▶ _Extrait à lire_:
__________

Si le parc est clos, il reste quand même du travail pour l’éleveur. André Delpech recommande par exemple d’établir un planning prévisionnel et de faire pâturer avec un fil avant et un fil arrière afin de maîtriser au maximum les refus.

Prendre le temps de la réflexion

Le pâturage sous panneau peut aussi laisser imaginer d’autres pratiques sans bergerie demain. Avec ces abris sommaires contre les intempéries, les brebis pourraient plus facilement rester toute l’année dehors même en hiver. L’été, ces nouvelles estives peuvent garder davantage d’humidité, de fraîcheur et d’herbe que les prairies en plein soleil. L’abri et les clôtures peuvent aussi protéger les agneaux nouveau-nés et ainsi encourager les agnelages en plein air. Ce sanctuaire anti-loup peut ainsi décharger d’un souci de prédation. Pourquoi ne pas aussi se servir de la vidéosurveillance des sites pour surveiller les animaux ?

__________

▶ _Liste des enregistrements_:
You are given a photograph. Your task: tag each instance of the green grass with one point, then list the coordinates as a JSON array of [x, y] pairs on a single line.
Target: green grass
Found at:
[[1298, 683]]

__________

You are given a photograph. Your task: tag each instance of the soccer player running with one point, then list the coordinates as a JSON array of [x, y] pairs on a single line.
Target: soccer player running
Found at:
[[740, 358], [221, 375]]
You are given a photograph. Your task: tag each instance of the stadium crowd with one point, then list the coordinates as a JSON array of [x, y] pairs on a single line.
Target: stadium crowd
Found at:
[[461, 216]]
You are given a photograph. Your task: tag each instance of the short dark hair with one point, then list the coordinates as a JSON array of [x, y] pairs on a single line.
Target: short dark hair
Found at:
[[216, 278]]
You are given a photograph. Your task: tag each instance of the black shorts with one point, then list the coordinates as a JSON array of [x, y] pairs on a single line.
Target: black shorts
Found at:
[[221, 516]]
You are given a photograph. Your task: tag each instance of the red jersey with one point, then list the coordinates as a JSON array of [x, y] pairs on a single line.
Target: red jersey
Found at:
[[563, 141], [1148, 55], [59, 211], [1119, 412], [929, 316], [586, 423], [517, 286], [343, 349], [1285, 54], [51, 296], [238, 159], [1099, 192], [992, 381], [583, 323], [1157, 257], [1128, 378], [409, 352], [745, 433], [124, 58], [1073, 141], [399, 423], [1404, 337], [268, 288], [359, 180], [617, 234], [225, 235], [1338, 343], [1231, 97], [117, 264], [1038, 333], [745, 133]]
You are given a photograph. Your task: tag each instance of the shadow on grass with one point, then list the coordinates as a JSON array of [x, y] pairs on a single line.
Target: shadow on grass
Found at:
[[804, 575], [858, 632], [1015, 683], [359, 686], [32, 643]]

__________

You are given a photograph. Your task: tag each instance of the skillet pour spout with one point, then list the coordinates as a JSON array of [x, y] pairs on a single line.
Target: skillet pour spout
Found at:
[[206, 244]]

__________

▶ _Énoncé de l’exercice_: Modifiez le passage du texte sur le pâturage sous panneaux qui va de « Si le parc est » jusqu’à « maximum les refus. » en y remplaçant « planning » par « calendrier », puis redonnez ce passage en entier. Les enregistrements constituent un matériau distinct du texte sur le pâturage sous panneaux.

▶ _Corrigé de l’exercice_:
Si le parc est clos, il reste quand même du travail pour l’éleveur. André Delpech recommande par exemple d’établir un calendrier prévisionnel et de faire pâturer avec un fil avant et un fil arrière afin de maîtriser au maximum les refus.